▶ _Trecho da página_:
┄┄┄┄┄┄┄┄┄┄┄┄┄┄┄┄┄┄┄┄

ENTRE O CÉU E O INFERNO


O vexame é grande, mas já foi pior. O museu da unidade guarda a forca onde os voluntários eram obrigados a botar a cabeça e anunciar a desistência. Agora, tempos mais amenos, basta subir ao pedestal, expor o rosto na pequena abertura que dá para o campo de instrução e tocar um sino. Menos um. Não há quem desça de lá de cabeça erguida. Ainda assim, todos querem correr o risco. Parece o treinamento de "Tropa de elite", só que sem o Capitão Nascimento. O sonho de todos é fazer parte da Brigada de Infantaria Paraquedista, a mais famosa tropa especial das Forças Armadas, e marchar com os lendários coturnos marrons, projeto de vida que não perde o encanto para jovens das periferias do Rio de Janeiro.

┄┄┄┄┄┄┄┄┄┄┄┄┄┄┄┄┄┄┄┄

Dados de localização em fotos anotadas:
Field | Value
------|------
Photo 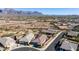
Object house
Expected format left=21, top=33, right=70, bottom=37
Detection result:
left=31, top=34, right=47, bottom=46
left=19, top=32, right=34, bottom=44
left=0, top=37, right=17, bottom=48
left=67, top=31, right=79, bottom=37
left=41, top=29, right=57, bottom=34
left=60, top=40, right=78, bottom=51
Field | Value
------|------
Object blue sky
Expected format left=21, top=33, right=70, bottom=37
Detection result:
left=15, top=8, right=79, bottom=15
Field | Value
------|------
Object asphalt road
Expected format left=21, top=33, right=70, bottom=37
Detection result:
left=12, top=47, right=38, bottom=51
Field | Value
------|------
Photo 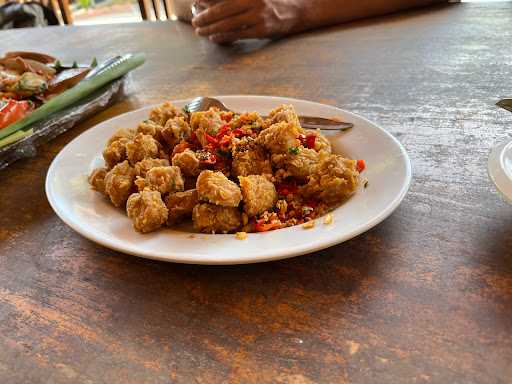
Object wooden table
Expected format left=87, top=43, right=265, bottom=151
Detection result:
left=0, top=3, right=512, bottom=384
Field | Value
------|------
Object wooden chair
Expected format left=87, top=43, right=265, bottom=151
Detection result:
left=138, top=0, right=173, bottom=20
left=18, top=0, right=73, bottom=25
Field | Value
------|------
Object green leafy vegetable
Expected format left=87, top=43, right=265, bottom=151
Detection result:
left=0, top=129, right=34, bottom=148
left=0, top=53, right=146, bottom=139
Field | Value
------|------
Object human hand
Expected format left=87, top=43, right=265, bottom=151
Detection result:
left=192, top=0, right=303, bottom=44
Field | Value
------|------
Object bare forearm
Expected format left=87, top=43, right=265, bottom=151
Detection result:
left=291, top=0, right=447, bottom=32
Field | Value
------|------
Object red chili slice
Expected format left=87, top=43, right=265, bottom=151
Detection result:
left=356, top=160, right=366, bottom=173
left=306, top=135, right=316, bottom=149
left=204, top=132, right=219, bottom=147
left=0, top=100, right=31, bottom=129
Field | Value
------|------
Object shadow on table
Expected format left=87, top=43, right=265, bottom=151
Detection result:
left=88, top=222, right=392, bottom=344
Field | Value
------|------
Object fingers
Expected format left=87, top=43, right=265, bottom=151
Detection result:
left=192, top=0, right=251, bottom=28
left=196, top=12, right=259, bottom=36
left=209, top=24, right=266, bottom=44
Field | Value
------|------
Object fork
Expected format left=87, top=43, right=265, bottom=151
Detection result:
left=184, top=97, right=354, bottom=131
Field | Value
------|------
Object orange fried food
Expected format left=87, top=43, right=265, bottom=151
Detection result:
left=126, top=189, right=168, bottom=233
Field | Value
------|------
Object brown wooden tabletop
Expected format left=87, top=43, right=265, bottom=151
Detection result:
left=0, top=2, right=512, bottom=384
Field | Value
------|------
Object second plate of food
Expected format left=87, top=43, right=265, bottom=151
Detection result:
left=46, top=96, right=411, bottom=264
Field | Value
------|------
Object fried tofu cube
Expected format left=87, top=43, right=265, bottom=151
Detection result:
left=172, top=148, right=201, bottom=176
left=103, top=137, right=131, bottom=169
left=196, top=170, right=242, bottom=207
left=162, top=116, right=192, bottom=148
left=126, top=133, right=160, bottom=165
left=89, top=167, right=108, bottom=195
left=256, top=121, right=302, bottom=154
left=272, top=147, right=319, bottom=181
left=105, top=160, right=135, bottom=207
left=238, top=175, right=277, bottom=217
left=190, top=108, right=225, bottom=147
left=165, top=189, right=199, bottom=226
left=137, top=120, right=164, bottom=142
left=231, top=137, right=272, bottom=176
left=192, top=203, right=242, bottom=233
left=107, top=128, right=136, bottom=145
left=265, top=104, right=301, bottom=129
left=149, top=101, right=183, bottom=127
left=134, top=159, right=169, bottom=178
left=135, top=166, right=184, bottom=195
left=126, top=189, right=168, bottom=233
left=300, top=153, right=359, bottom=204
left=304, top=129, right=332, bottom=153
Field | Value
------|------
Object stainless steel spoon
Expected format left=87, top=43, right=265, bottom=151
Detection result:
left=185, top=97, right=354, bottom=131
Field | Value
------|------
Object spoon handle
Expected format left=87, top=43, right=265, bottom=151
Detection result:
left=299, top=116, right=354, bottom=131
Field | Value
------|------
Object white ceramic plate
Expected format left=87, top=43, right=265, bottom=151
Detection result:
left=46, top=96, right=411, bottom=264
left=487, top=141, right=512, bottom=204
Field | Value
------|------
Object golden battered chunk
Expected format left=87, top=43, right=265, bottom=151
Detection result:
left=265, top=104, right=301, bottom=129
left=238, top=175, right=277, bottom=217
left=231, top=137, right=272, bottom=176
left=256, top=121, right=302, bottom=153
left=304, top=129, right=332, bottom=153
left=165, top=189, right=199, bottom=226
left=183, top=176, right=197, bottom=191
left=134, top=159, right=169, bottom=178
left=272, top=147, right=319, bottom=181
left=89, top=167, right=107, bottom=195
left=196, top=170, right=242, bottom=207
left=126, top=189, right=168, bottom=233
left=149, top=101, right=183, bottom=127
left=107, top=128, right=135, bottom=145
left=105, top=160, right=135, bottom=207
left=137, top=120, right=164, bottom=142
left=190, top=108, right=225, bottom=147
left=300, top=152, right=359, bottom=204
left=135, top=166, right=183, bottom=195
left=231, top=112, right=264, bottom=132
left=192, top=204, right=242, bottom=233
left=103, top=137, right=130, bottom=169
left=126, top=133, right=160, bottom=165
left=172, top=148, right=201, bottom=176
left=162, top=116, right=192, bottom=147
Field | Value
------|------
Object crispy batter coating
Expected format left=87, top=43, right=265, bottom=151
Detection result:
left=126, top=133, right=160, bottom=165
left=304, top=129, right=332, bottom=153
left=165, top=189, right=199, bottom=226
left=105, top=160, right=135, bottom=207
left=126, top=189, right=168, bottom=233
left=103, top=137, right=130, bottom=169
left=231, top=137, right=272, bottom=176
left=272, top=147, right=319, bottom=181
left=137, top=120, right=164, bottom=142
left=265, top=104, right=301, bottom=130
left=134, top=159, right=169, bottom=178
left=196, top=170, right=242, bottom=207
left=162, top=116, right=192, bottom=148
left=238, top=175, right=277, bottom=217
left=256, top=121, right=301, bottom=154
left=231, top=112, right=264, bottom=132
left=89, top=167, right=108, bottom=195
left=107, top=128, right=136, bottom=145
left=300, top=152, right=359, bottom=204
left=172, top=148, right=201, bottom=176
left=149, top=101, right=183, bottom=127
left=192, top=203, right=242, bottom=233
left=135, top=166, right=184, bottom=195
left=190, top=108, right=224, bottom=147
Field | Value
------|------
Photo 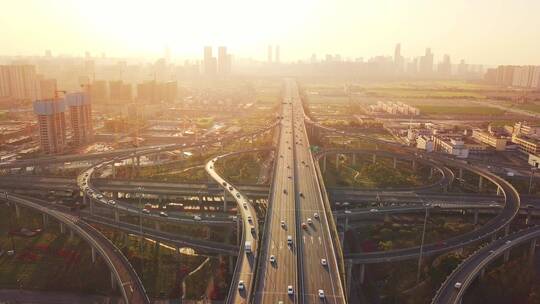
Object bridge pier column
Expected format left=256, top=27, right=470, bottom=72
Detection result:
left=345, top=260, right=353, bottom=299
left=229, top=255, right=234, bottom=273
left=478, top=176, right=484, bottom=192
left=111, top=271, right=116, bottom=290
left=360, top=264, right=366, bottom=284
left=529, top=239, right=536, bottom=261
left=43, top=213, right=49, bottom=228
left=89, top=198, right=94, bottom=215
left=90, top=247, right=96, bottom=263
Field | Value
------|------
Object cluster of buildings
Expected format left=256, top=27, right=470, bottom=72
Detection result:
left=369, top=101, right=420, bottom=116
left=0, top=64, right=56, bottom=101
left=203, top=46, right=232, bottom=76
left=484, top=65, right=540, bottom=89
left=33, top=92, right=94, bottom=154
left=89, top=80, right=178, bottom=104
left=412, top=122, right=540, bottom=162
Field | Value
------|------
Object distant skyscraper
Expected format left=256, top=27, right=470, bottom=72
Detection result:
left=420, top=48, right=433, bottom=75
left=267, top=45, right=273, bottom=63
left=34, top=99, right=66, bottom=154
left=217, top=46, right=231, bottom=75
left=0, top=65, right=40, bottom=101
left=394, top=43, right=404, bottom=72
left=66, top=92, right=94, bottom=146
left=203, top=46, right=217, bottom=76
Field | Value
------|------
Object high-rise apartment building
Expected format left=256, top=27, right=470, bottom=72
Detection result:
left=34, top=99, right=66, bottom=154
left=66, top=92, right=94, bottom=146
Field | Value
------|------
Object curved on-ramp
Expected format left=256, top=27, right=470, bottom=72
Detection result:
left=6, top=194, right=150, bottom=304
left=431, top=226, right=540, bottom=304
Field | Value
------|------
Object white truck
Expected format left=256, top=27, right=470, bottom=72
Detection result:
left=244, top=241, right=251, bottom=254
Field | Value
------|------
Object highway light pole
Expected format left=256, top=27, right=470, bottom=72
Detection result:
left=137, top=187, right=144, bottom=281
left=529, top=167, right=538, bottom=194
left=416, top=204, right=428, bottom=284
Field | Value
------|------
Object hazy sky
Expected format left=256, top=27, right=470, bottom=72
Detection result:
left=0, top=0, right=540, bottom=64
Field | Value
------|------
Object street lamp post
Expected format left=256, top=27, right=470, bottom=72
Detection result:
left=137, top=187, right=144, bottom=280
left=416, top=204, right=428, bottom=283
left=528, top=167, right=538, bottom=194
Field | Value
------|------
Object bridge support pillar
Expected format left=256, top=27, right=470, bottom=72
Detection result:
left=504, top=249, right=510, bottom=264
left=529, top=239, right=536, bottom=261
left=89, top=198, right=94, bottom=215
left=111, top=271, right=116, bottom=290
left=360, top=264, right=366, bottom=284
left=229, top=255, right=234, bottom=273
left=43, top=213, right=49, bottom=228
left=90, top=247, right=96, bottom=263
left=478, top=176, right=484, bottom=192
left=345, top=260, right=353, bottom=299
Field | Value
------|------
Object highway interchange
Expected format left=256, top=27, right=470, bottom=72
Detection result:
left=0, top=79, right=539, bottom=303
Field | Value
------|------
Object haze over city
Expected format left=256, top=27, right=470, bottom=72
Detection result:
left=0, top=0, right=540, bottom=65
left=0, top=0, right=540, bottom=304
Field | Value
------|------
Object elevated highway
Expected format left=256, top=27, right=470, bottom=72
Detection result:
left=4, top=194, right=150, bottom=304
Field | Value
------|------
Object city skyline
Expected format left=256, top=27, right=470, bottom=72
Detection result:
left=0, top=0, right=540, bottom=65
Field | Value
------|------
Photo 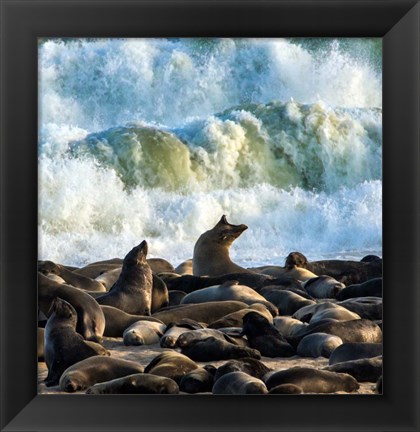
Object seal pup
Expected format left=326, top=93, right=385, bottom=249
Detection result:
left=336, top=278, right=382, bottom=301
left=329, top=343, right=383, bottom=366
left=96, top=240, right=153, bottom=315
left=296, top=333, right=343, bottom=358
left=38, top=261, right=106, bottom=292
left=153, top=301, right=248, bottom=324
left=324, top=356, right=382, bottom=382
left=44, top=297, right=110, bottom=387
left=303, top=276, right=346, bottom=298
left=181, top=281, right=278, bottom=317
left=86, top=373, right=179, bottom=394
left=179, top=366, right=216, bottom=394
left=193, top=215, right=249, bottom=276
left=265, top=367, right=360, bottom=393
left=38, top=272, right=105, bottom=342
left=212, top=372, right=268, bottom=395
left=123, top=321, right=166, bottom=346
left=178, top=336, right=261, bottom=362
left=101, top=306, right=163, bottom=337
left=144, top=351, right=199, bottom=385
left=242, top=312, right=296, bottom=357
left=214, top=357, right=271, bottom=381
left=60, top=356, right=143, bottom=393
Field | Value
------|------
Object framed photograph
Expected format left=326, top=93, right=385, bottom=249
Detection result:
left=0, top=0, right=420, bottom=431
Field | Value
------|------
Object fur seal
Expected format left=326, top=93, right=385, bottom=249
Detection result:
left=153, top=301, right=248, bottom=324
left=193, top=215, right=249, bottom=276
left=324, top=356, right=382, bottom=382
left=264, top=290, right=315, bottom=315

┄┄┄┄┄┄┄┄┄┄┄┄┄┄┄┄┄┄┄┄

▶ _O que fazer_:
De acordo com o trecho da página, de que tropa todos sonham fazer parte? As linhas não são necessárias para esta atividade.

▶ _Resposta ao exercício_:
Da Brigada de Infantaria Paraquedista.